- **Set task**: Extract every line between the one with "of the dried" and the end of the entries, both included, word for word and free of pictures.

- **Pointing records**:
• • • • • • •
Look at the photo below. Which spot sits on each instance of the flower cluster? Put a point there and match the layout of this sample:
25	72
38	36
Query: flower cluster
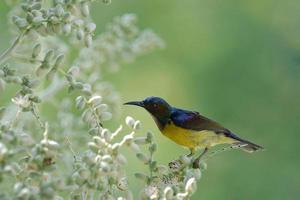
70	153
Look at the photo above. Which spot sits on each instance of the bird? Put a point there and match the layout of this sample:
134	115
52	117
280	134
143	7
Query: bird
191	129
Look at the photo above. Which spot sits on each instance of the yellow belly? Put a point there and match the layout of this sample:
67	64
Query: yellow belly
194	139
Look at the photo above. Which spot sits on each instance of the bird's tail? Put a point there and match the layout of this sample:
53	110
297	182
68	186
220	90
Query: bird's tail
244	144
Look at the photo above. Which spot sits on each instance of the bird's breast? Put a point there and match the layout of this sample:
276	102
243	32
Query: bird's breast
192	138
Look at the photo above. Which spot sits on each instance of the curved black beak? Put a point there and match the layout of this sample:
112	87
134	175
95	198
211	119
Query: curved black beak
135	103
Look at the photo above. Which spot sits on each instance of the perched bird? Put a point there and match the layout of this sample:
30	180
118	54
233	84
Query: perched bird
190	129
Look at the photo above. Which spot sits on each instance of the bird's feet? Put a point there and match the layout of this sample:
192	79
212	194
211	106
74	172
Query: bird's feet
175	165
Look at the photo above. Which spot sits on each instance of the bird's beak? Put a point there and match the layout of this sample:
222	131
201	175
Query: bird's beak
135	103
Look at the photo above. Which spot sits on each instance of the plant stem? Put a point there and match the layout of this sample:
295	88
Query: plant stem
8	51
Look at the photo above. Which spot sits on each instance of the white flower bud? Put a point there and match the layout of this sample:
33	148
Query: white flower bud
105	116
90	27
88	40
49	55
36	50
21	23
123	184
135	147
191	185
79	34
80	102
84	8
142	157
58	60
121	159
59	10
67	28
141	140
137	125
2	85
93	146
101	108
168	193
130	121
141	176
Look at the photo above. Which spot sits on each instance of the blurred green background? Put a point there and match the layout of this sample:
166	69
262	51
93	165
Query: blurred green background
237	62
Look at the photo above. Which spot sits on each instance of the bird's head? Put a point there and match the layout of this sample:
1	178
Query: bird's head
156	106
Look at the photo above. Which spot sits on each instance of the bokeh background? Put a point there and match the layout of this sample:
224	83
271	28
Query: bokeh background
237	62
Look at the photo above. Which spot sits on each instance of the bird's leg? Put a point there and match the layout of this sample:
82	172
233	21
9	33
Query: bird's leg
196	163
191	153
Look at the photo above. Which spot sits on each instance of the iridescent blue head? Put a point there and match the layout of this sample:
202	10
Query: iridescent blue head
157	107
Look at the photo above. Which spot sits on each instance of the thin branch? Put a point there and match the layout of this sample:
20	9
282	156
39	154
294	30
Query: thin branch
8	51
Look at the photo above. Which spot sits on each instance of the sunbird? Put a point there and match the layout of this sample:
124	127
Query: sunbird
190	129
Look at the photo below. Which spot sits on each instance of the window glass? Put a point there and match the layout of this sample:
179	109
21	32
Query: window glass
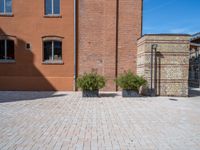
57	50
9	6
2	49
1	6
48	7
47	50
56	4
10	50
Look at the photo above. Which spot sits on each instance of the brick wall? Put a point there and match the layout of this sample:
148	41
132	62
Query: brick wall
107	35
172	63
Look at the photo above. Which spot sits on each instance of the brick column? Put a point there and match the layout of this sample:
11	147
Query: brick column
97	38
130	15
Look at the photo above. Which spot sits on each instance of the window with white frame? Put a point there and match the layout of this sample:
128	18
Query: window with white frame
52	51
7	51
52	7
5	6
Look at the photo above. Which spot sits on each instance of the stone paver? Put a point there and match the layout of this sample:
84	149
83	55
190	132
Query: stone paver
32	120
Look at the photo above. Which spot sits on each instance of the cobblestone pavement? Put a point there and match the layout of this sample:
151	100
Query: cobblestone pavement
64	121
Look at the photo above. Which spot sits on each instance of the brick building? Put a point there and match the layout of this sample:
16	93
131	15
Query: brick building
45	45
194	71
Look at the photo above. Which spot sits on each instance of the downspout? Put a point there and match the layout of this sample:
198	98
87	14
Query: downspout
75	44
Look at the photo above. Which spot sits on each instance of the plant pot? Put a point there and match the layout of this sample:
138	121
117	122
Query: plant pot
129	93
88	93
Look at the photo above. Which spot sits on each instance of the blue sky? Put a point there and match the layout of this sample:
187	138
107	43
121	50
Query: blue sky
171	16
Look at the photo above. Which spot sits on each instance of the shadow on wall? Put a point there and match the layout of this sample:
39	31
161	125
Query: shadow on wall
7	96
194	92
22	75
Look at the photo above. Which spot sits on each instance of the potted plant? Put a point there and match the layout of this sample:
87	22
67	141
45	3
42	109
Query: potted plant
90	83
130	84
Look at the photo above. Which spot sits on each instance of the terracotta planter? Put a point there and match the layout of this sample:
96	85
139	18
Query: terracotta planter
129	93
88	93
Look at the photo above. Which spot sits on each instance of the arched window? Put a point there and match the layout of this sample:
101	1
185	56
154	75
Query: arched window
7	49
52	49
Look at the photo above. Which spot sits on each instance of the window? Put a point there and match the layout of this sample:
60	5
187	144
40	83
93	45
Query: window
7	50
52	51
52	7
5	6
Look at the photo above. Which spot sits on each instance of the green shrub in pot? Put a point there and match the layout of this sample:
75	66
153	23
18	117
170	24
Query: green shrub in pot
90	83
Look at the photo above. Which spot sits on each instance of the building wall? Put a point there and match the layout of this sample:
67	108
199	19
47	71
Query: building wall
28	24
107	39
172	63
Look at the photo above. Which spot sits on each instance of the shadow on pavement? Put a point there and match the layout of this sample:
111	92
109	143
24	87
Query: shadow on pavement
25	96
108	94
194	92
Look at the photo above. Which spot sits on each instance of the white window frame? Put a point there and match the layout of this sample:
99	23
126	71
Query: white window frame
52	60
52	9
5	12
5	50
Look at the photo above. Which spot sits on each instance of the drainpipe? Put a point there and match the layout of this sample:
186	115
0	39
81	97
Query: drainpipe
75	44
153	55
152	47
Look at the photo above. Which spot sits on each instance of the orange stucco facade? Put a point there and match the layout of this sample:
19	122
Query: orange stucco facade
28	24
106	41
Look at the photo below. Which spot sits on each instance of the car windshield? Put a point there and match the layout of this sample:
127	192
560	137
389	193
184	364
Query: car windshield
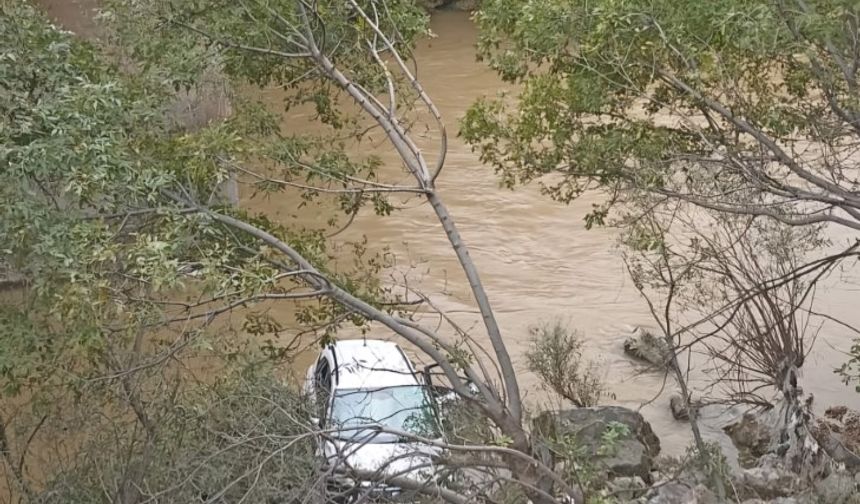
403	408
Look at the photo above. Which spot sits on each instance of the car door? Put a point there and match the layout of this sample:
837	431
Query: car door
322	384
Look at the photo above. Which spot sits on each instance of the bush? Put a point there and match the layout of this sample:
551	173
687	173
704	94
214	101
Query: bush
556	357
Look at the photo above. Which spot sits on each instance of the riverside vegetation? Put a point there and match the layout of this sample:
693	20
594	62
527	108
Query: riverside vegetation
722	135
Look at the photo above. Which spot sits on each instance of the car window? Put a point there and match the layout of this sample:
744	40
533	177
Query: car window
404	408
323	377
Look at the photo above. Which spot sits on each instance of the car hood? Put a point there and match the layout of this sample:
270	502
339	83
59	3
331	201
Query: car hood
413	460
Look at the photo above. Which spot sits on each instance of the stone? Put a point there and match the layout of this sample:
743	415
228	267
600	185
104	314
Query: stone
632	455
752	435
679	493
768	480
627	487
839	435
645	346
679	411
837	488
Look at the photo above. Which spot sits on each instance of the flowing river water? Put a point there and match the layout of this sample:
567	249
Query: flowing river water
537	260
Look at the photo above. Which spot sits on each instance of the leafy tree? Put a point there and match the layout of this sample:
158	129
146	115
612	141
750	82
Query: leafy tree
693	119
113	215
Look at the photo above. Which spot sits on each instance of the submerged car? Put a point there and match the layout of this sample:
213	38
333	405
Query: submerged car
376	415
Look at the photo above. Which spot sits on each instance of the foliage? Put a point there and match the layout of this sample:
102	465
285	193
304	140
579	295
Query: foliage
244	437
106	211
610	437
555	356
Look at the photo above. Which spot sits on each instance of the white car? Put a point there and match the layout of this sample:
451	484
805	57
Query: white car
372	404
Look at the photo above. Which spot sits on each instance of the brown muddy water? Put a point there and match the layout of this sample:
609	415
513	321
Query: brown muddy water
536	258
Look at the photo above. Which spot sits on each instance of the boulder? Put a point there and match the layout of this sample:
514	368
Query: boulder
752	435
679	493
768	480
837	488
839	435
645	346
630	455
679	411
627	487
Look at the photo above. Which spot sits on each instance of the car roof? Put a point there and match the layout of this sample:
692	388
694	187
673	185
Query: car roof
368	363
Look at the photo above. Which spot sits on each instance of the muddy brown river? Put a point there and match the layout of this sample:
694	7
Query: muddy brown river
537	260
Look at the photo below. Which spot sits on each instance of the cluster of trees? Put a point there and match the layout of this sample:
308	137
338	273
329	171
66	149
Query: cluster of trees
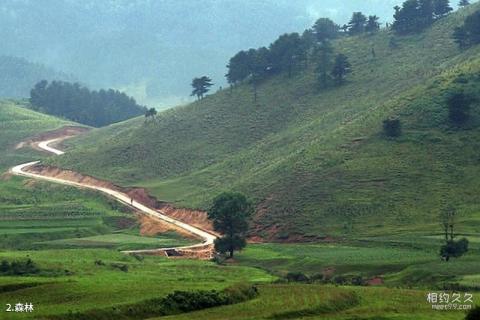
469	34
458	104
16	268
230	213
392	128
415	15
201	86
292	52
452	248
75	102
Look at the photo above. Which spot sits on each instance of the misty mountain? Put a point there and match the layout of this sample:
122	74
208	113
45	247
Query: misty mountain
18	76
152	49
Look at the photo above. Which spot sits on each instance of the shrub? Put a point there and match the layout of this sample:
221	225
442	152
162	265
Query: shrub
26	267
458	108
392	127
184	301
296	277
454	249
241	292
473	314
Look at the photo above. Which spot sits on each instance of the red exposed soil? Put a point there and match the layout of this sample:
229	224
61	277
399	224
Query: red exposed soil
193	217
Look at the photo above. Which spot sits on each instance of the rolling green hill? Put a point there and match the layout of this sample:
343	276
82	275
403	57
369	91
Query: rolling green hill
316	162
18	123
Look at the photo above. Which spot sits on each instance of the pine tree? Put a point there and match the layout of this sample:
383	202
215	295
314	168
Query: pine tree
325	29
341	68
357	23
441	8
201	86
372	24
322	54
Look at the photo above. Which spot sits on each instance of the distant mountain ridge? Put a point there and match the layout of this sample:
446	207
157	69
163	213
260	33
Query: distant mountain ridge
316	162
18	76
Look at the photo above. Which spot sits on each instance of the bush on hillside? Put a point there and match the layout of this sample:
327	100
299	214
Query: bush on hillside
473	314
458	108
454	249
17	268
392	127
77	103
297	277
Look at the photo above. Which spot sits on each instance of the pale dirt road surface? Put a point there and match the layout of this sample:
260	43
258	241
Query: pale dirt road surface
208	239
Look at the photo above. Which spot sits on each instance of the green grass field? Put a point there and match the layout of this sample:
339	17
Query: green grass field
18	123
316	162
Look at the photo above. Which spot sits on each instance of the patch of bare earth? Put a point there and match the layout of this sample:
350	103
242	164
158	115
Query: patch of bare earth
149	225
64	133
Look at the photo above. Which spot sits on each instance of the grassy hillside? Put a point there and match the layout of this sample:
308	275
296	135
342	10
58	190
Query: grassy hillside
315	162
18	123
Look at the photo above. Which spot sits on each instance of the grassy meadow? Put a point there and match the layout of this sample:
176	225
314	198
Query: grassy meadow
316	162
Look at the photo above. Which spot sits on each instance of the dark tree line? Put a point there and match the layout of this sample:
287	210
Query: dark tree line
293	52
75	102
415	15
201	86
469	34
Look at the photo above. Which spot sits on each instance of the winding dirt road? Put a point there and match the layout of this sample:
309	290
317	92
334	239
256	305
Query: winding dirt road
208	239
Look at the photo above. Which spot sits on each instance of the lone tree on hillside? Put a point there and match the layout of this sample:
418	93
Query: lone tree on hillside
441	8
325	29
451	248
357	23
322	54
372	25
469	34
341	68
392	128
230	213
458	108
201	86
150	114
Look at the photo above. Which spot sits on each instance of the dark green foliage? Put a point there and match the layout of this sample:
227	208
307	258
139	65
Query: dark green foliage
341	68
473	314
458	108
325	29
372	24
323	56
150	114
343	302
230	213
174	303
77	103
392	127
17	268
297	277
120	266
286	53
184	301
357	23
441	7
201	86
454	249
230	244
239	67
469	34
416	15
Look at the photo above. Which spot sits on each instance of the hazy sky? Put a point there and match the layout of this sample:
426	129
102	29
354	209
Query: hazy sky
153	48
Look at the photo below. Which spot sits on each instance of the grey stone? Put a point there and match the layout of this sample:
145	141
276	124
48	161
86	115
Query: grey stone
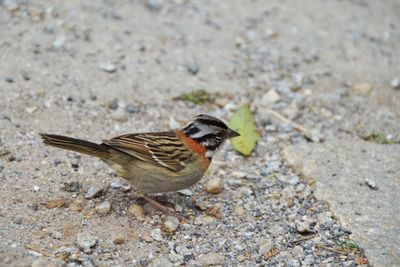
103	208
94	191
171	224
107	67
156	234
161	262
85	241
211	258
48	262
71	186
334	169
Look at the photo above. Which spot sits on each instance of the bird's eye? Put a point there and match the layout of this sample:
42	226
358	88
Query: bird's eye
219	135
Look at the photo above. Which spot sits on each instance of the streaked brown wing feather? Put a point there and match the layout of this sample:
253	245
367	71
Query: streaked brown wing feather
161	148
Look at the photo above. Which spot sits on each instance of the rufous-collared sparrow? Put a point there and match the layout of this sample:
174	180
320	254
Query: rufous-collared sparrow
156	162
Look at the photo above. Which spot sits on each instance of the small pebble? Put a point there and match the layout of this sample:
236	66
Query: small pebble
137	211
362	88
170	224
264	246
85	241
9	79
71	186
11	5
31	110
211	258
120	185
59	41
304	224
119	240
214	185
239	211
103	208
55	203
48	262
119	115
156	234
107	67
270	98
76	205
154	5
185	192
94	191
130	108
371	184
161	262
113	104
192	67
324	217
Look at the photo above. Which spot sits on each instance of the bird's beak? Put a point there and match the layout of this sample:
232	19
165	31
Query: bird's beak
231	133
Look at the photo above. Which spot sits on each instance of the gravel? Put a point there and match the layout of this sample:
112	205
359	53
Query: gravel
94	192
97	69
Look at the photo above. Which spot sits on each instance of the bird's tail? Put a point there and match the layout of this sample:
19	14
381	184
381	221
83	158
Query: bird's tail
77	145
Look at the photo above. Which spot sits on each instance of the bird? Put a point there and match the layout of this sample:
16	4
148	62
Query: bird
156	162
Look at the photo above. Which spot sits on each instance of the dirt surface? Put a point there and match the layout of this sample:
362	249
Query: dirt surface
96	69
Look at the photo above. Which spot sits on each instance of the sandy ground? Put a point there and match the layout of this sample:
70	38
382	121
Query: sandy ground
96	69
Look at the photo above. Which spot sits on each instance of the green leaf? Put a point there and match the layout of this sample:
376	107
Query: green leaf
242	122
198	97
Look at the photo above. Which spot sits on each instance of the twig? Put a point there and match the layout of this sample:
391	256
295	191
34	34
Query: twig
296	126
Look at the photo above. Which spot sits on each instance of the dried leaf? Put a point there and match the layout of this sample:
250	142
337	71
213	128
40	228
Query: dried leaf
243	122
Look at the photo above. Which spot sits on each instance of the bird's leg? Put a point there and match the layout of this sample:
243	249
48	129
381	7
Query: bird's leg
161	207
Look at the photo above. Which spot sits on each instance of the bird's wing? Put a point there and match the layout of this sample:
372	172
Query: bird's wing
164	149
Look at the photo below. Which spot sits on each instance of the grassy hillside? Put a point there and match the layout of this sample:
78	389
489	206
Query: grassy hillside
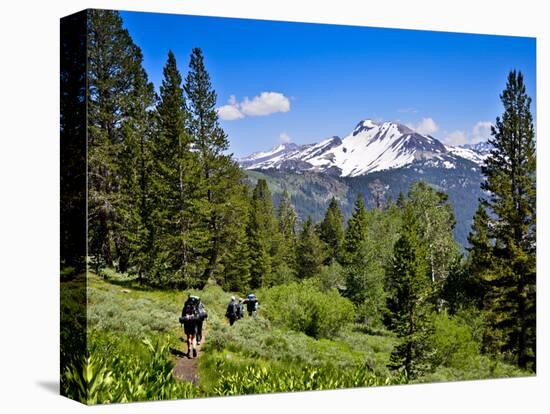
134	335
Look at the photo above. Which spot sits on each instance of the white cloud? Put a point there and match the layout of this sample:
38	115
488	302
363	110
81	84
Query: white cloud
481	132
456	138
284	138
230	112
426	126
266	103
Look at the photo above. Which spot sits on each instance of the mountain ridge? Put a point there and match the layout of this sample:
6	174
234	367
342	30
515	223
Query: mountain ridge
• • • • • • •
- **Reply**:
Look at the photo above. Which spot sits on each instance of the dried leaf? Put a point there and match the layout of this sample:
250	142
337	71
213	128
40	228
Query: dried leaf
243	122
Look at the photo above. Which spot sits on each instance of the bird's leg? Put a point there and match the layout of this sample:
243	249
48	129
381	7
Query: bird's leg
161	207
Look at the photo above. Which spot sits on each instance of the bird's wing? Put a point there and match the layout of this sample:
372	172
Query: bird's wing
164	149
Look at the photo below. Which spot sits on each instance of the grassy hillside? Put a point there and match the layout of this sample:
78	389
489	206
Query: grassy hillside
134	335
Look at the photo above. Which spot sits on each instance of the white cloud? Put a point there and match the layout of this sample:
38	115
488	302
363	110
81	84
Query: white cloud
481	132
456	138
284	138
230	112
426	126
266	103
Look at the photo above. Which spot sits on each instance of the mountain ridge? Put a point there and match the layout of this sample:
6	174
234	367
342	30
515	223
Query: mountain ridge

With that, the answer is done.